[Dataset rows on where objects appear]
- - - -
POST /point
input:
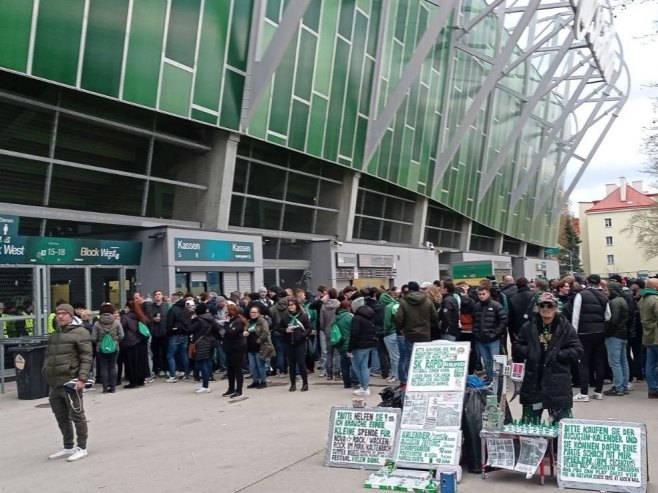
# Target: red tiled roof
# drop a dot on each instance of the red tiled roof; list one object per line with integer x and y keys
{"x": 634, "y": 200}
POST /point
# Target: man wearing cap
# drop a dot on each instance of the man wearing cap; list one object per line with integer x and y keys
{"x": 179, "y": 323}
{"x": 590, "y": 312}
{"x": 548, "y": 344}
{"x": 68, "y": 356}
{"x": 415, "y": 317}
{"x": 635, "y": 353}
{"x": 649, "y": 316}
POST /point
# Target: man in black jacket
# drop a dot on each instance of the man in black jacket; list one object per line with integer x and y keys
{"x": 489, "y": 324}
{"x": 548, "y": 344}
{"x": 590, "y": 312}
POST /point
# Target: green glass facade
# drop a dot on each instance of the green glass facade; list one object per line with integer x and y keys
{"x": 337, "y": 73}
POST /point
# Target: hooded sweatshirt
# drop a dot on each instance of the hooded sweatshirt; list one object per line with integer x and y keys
{"x": 391, "y": 306}
{"x": 415, "y": 316}
{"x": 328, "y": 315}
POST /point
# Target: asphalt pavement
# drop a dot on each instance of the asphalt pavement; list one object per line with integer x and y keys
{"x": 165, "y": 438}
- - - -
* Task brief *
Reproduce every one of the lines above verbatim, leaving out the picture placeholders.

* Correct result *
POST /point
input:
# Target: red tiled roof
# drop a dot on each instance of the red tiled roof; list one object per line with integer x and y keys
{"x": 634, "y": 200}
POST /point
# Target: man wearing cap
# drop a dot on each instance of the man wearing cap; list one object per line with integer x and y keys
{"x": 179, "y": 323}
{"x": 590, "y": 312}
{"x": 548, "y": 344}
{"x": 68, "y": 356}
{"x": 415, "y": 317}
{"x": 635, "y": 353}
{"x": 649, "y": 316}
POST /point
# Target: man in black jacket
# drop a dot on each instance of the man in black jacket; list one object per line with integer x and y keys
{"x": 489, "y": 324}
{"x": 548, "y": 344}
{"x": 590, "y": 312}
POST /point
# Target: green glass facade
# drop a dot on each instance of the green glass facade; list one object per line with integer x and y keys
{"x": 337, "y": 73}
POST /point
# Target: hooded sweatshirt
# drop a dot on each instance of the hooded sweatshirt; list one object per line with integer x and y keys
{"x": 391, "y": 306}
{"x": 415, "y": 316}
{"x": 328, "y": 315}
POST /point
# Target: asphalt pavement
# drop a dot on each instance of the asphalt pavement; list one object per line with integer x and y keys
{"x": 165, "y": 438}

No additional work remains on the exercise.